TASK DESCRIPTION =>
Turn the records below into a Markdown table with the columns "Row" and "Text", one row per line, numbered, with blank lines left out. Include only the lines from the one containing "In this exercise you will mark the black" up to and including the last line of the records.

MATERIAL =>
■ ■ ■ ■

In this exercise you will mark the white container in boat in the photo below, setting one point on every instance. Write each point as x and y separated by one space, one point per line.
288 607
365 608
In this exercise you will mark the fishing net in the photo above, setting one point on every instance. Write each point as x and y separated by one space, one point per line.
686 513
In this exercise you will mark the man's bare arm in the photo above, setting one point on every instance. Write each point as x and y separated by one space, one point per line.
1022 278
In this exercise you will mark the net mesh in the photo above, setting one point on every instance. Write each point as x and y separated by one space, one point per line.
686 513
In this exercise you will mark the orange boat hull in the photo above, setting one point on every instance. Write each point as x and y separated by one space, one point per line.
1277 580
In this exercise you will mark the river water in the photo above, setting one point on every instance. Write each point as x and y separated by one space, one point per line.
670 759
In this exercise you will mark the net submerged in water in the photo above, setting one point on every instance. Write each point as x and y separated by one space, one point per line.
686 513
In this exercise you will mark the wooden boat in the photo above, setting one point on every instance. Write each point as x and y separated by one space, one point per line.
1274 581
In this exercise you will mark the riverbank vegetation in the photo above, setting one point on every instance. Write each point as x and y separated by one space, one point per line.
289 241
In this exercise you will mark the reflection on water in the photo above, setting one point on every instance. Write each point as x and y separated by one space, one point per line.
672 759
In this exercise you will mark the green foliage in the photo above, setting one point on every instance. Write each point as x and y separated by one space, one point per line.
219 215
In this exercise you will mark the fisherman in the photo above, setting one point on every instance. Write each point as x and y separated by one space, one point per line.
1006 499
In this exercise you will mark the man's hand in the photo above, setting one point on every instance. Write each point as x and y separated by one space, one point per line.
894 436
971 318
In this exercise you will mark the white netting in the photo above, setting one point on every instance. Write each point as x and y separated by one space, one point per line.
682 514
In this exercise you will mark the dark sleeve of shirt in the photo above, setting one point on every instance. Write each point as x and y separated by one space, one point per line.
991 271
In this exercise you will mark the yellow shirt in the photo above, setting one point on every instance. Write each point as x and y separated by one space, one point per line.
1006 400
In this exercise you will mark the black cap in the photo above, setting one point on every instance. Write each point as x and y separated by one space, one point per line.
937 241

■ ■ ■ ■

RESPONSE FOR THIS EXERCISE =>
| Row | Text |
|---|---|
| 1 | In this exercise you will mark the black cap in the photo above, setting one point on every instance. Write each point as x and y separated by one space, one point per line. |
| 2 | 937 241 |